■ DOCUMENT PASSAGE ■

*** Begin section ***

But I’m a calendar based kinda of chick. You know how you wake up in the middle of the night, look at the clock and fret about how much time you have left to sleep? And then you can’t sleep all that great during the remaining time? Yeah, I do that with days, sometimes weeks. I’m already stressed about going back to work. I’m already stressed about taking Hope back to school.

I’m kind of a mess in need of a lot of grace as well.

And I left my fitbit at home, which begs the question, am I even really moving? How am I supposed to make sure my eating and exercise levels are at least kinda in sync?

Yeah, I’m a mess, and this time of year seems to bring a lot of it to the surface. I would love nothing more to buy a winning lottery ticket and disappear, just vanish to some far-flung place. Sigh, I don’t even play the lottery.

So, folks, I’m just trying to focus on being gracious today. Grace is a gift. It is centering. It can lead me to forgiveness when necessary. It gives me strength. It allows me to fret less. In putting grace out into the universe, I’m hopeful that the universe will give some back to me.

I need it.


New Traditions; New Jeans

I’m currently attempting to get back into the swing of writing while entertaining Yappy in our hotel room in my hometown.  Cutie pup is as happy as a little clam because he got to stay with his people in the hotel last night.  He’s a bit of a wild beast this morning with the playtime, but he’s just so darn cute that I’m down here on the floor playing keep away with one of his toys while trying to gather my thoughts.

I’m finding that starting new traditions for me and Hope for major holidays like Christmas is kind of like jeans shopping.  You can’t wait to get new jeans but you kind of hate the process of getting jeans.  And, you know, despite labels like “curvy” and “straight” there really seems to be little rhyme or reason to picking jeans or traditions that work.

*** End section ***

■ EXCERPTED RECORDS ■
*** Begin section ***

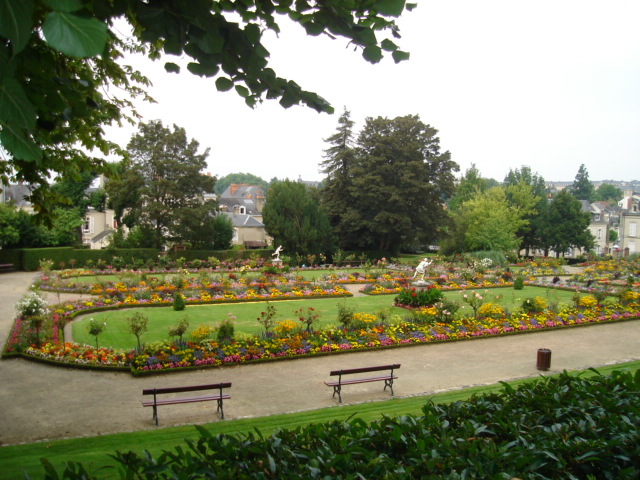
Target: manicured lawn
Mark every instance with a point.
(162, 318)
(116, 334)
(93, 451)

*** End section ***

■ REQUIRED TASKS ■
(A) Duplicate the blog post between "But I’m a calendar" and "kinda in sync?", inclusive.
(B) Decide whether each statement agrees with the blog post. Answer yes or no, and quote the words of the blog post that settle it. (i) The writer brought the fitbit along on the trip. (ii) The writer regularly plays the lottery. (iii) Yappy spent the previous night in the hotel.
Nothing in the listing is needed here.

■ RESULTS BY TASK ■
(A)
But I’m a calendar based kinda of chick. You know how you wake up in the middle of the night, look at the clock and fret about how much time you have left to sleep? And then you can’t sleep all that great during the remaining time? Yeah, I do that with days, sometimes weeks. I’m already stressed about going back to work. I’m already stressed about taking Hope back to school.

I’m kind of a mess in need of a lot of grace as well.

And I left my fitbit at home, which begs the question, am I even really moving? How am I supposed to make sure my eating and exercise levels are at least kinda in sync?

(B)
(i) No: "And I left my fitbit at home"
(ii) No: "Sigh, I don’t even play the lottery."
(iii) Yes: "he got to stay with his people in the hotel last night"